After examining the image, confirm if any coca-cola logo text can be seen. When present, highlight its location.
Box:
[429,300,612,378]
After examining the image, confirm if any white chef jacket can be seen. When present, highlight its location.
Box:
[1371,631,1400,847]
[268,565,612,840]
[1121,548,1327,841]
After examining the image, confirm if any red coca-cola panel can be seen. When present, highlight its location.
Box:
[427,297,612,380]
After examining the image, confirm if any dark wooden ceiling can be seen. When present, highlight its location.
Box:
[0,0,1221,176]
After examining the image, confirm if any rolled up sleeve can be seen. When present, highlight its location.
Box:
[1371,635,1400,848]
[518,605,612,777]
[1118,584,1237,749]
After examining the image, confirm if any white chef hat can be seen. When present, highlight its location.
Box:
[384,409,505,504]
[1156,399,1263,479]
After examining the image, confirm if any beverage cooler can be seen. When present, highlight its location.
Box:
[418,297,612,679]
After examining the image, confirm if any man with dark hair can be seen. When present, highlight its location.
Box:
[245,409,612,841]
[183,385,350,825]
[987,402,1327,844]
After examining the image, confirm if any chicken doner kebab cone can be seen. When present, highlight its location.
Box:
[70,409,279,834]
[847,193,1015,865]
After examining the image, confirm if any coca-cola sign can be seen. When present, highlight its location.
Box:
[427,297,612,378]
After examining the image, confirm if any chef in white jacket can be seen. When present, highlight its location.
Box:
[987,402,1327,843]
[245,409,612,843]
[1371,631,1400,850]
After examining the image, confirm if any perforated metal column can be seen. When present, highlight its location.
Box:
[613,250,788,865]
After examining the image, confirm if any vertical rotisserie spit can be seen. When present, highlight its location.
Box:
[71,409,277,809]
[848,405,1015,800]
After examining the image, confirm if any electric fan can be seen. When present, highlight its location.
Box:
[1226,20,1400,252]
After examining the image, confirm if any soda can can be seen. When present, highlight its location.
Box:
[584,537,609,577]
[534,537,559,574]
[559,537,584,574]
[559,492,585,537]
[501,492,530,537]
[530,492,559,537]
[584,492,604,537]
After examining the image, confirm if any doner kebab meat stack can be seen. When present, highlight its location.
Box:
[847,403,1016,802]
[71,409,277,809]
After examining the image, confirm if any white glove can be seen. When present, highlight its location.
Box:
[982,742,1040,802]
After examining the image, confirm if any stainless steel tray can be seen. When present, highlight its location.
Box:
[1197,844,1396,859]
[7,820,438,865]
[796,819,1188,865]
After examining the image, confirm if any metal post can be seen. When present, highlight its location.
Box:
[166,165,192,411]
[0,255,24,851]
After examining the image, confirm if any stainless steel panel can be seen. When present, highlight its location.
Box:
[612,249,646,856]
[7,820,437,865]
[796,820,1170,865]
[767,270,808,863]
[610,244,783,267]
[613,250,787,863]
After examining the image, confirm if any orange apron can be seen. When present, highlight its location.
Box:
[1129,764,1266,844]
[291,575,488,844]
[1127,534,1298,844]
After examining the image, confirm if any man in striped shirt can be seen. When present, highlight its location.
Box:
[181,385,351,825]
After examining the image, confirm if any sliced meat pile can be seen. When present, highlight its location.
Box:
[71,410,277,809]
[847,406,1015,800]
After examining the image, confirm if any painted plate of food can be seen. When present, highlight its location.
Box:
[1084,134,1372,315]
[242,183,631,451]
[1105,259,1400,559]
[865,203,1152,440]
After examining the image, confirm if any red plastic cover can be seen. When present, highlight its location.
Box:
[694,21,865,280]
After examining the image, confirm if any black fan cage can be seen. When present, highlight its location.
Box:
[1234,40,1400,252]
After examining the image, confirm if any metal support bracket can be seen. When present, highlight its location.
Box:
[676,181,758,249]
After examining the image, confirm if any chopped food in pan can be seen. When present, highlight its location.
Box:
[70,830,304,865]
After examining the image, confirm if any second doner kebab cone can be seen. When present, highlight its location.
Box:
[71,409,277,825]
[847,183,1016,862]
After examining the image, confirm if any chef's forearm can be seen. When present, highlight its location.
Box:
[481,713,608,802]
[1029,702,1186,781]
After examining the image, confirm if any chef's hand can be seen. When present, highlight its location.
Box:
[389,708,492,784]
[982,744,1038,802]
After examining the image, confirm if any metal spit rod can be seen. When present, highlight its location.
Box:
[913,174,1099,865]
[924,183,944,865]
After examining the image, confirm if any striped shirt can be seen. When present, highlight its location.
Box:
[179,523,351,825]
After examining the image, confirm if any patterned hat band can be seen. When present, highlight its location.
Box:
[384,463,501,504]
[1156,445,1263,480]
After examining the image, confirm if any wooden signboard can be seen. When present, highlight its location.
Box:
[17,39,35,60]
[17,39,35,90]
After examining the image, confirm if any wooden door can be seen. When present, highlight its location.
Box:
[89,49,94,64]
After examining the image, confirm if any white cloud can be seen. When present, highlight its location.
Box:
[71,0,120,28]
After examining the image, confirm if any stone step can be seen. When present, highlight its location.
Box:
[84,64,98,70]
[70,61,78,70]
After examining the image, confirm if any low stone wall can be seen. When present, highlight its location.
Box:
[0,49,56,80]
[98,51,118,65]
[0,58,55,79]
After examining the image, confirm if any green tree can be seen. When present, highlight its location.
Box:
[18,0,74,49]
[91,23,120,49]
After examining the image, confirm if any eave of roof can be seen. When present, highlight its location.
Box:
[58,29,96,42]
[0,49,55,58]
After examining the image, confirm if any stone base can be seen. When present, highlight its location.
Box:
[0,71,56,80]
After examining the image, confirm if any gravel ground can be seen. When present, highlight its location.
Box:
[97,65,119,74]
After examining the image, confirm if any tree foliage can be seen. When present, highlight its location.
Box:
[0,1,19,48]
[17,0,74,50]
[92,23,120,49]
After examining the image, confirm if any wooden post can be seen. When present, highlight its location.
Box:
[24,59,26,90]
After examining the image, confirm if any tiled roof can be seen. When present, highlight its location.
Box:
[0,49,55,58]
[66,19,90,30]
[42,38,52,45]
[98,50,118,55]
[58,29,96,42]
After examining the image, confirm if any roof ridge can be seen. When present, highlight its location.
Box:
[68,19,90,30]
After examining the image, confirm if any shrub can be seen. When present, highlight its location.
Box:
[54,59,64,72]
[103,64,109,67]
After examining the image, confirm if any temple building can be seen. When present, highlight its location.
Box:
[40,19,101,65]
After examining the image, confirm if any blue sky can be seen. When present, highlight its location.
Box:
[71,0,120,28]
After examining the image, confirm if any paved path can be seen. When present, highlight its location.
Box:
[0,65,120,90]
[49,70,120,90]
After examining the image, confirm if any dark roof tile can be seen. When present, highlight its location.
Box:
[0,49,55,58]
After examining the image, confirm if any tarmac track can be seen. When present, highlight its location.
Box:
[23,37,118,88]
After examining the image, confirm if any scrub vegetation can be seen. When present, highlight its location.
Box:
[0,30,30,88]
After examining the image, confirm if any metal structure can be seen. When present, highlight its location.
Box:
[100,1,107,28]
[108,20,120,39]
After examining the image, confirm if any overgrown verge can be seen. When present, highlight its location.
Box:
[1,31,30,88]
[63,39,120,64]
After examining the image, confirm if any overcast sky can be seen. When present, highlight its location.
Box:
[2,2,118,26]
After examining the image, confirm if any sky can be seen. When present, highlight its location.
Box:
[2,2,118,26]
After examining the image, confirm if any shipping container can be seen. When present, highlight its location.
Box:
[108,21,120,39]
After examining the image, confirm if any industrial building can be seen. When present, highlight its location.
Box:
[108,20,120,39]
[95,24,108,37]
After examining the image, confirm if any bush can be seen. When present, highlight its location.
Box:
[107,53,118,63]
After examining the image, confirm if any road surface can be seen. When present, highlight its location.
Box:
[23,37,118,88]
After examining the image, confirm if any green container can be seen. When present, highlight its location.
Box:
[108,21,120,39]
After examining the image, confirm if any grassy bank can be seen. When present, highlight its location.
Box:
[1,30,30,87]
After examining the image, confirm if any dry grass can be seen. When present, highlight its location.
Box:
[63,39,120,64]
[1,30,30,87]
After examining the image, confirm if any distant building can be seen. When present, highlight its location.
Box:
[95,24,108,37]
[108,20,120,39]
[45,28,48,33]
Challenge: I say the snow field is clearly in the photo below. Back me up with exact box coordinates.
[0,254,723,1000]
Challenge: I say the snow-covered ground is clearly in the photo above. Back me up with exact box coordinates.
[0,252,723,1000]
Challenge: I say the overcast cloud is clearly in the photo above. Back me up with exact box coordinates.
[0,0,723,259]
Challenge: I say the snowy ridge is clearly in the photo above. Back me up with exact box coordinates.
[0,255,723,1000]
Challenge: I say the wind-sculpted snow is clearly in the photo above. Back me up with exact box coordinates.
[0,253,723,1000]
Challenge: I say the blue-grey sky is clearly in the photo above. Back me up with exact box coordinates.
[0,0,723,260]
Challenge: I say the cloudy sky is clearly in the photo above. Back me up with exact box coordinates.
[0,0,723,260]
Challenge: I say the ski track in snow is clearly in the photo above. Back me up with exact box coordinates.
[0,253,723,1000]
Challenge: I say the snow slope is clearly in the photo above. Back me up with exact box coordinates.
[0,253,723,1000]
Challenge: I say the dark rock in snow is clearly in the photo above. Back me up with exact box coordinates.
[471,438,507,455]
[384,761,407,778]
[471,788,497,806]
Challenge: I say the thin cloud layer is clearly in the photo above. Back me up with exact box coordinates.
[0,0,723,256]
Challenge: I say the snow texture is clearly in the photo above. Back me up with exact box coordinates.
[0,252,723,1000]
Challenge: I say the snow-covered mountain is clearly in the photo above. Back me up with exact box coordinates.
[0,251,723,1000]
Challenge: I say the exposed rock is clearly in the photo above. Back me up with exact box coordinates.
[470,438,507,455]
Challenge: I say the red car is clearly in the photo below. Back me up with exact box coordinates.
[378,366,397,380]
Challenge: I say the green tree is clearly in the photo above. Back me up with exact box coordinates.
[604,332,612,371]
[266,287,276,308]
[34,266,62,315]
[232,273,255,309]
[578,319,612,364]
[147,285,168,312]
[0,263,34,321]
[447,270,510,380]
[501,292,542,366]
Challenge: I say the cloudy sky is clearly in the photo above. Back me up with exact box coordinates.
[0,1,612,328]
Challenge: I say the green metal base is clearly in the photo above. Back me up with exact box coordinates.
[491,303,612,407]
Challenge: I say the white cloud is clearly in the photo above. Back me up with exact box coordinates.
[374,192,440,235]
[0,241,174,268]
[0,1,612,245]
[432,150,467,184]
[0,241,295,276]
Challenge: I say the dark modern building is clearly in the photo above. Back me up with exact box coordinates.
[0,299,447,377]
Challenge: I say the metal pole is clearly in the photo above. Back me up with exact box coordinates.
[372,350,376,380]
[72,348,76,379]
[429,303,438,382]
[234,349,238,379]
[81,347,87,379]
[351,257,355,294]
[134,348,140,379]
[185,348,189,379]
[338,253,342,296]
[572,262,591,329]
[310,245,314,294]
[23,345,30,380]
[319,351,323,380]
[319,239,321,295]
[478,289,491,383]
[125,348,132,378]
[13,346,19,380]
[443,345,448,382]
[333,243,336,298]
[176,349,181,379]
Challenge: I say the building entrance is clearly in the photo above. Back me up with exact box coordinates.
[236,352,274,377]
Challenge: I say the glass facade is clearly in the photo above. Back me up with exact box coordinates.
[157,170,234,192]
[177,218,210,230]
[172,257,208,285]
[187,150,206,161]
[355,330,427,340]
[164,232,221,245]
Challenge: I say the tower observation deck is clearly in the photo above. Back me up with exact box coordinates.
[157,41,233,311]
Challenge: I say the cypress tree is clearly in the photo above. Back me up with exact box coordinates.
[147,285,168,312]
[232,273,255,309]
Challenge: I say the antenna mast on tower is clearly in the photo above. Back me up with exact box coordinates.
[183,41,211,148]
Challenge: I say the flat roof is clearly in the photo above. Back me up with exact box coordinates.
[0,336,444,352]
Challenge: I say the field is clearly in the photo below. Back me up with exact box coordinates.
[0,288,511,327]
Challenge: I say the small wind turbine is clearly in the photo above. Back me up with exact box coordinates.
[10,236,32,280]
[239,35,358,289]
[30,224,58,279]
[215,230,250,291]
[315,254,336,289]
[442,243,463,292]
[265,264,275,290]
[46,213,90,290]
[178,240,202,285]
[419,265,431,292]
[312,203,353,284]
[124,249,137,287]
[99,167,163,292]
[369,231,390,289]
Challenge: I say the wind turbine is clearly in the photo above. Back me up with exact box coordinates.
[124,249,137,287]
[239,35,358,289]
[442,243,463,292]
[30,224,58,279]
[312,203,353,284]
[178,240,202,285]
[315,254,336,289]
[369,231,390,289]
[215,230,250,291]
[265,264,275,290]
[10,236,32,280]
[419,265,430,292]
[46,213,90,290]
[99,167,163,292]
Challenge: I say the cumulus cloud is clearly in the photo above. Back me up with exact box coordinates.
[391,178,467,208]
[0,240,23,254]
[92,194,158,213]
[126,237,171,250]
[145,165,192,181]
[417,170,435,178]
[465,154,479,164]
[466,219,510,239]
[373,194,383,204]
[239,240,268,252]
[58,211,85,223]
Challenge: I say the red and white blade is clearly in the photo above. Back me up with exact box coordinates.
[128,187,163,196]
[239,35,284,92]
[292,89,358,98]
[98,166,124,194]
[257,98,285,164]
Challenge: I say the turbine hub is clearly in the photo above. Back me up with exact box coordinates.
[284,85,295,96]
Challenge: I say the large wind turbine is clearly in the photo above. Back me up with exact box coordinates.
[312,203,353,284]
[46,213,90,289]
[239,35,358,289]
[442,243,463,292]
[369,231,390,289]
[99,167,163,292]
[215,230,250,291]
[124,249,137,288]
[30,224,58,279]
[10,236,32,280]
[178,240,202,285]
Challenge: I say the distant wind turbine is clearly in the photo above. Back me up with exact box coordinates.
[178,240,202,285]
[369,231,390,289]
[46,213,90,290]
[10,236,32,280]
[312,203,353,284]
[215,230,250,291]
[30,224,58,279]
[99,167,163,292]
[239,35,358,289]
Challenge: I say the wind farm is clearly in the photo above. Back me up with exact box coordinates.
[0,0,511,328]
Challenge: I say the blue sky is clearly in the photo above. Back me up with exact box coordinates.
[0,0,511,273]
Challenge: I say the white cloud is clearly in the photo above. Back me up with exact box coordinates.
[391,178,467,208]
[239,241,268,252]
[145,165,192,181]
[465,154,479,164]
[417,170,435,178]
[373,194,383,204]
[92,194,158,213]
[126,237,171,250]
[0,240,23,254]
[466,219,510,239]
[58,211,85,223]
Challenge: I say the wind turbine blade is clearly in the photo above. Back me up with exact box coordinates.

_Given problem_. Lay out the rows above as a numbered list, from the line containing "Challenge: I say the wind farm" through the last row, leaving out any blank lines.

_Output for this exercise_.
1. Challenge: I say the wind farm is clearly in the photo above. Back me up with exact box coordinates.
2. [0,0,511,328]
3. Challenge: I say the blue sky is clearly in the photo above. Back me up with exact box coordinates.
4. [0,0,511,273]
5. Challenge: I say the white cloud is clearly in the photo above. Back me up with exact box coordinates.
6. [391,178,467,208]
7. [239,241,268,252]
8. [145,165,192,181]
9. [465,154,479,164]
10. [417,170,435,178]
11. [373,194,383,204]
12. [92,194,158,213]
13. [126,237,171,250]
14. [0,240,23,254]
15. [466,219,510,239]
16. [58,211,85,223]
17. Challenge: I say the wind turbine blade is clearly in the photo above. Back me up with exact box coordinates.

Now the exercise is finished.